Collected data
+++++

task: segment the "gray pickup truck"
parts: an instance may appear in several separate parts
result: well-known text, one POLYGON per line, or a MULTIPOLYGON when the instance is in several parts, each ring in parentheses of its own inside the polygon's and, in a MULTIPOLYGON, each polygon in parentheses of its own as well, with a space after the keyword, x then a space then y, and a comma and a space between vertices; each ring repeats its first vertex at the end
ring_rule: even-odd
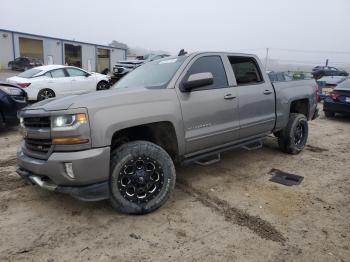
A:
POLYGON ((175 186, 175 164, 216 162, 273 133, 297 154, 317 116, 316 83, 271 84, 254 55, 205 52, 144 64, 110 90, 19 113, 17 172, 42 188, 125 213, 151 212, 175 186))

+++++

● **WHAT NEEDS TO BE DONE**: Between the first line of the entries above and the line with "parts: an instance", both included, copy every line exactly and nothing outside that range.

● **RESPONSE FOR THIS EXERCISE**:
task: segment the "gray pickup truck"
parts: an instance may appear in several separate parts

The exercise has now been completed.